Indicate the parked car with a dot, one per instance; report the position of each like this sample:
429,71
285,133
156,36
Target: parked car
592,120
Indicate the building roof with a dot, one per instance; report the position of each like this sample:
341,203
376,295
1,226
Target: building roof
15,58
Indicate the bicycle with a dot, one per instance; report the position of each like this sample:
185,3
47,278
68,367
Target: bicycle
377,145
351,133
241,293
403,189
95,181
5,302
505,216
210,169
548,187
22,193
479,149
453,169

---

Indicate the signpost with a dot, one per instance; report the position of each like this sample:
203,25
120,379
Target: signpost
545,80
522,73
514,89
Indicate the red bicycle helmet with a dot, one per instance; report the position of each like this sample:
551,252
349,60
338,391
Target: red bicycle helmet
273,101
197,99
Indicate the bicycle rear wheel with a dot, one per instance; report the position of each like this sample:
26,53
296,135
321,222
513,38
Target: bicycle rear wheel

---

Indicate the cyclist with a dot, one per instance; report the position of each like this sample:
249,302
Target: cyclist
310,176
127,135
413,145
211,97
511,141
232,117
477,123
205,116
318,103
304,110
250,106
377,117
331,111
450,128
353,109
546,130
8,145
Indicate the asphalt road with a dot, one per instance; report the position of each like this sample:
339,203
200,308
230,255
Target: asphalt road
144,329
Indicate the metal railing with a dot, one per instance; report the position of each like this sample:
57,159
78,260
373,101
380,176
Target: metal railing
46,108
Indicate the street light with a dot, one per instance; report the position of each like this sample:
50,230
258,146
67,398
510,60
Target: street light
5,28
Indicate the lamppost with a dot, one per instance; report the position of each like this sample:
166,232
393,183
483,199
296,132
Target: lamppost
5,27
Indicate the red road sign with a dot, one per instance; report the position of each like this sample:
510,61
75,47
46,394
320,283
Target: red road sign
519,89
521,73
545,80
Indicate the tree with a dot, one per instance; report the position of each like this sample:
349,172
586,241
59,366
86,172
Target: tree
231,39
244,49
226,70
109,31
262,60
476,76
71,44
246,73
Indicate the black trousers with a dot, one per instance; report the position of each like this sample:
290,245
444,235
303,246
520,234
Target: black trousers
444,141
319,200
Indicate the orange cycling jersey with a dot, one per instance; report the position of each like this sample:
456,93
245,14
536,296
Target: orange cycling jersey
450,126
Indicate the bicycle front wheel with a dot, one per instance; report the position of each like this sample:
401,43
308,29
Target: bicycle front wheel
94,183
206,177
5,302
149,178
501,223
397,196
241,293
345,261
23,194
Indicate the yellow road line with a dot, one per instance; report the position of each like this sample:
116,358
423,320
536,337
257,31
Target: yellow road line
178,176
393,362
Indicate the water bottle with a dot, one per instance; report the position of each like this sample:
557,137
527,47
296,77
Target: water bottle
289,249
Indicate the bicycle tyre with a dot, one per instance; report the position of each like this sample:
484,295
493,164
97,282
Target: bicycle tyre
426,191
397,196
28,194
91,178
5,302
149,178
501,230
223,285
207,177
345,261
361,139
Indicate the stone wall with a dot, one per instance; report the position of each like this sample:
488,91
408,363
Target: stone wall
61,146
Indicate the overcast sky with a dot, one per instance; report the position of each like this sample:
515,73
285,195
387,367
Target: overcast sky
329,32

## DO THIS
Count the lines in the items above that contain the string "wall". Reply with the number only.

## FINISHED TASK
2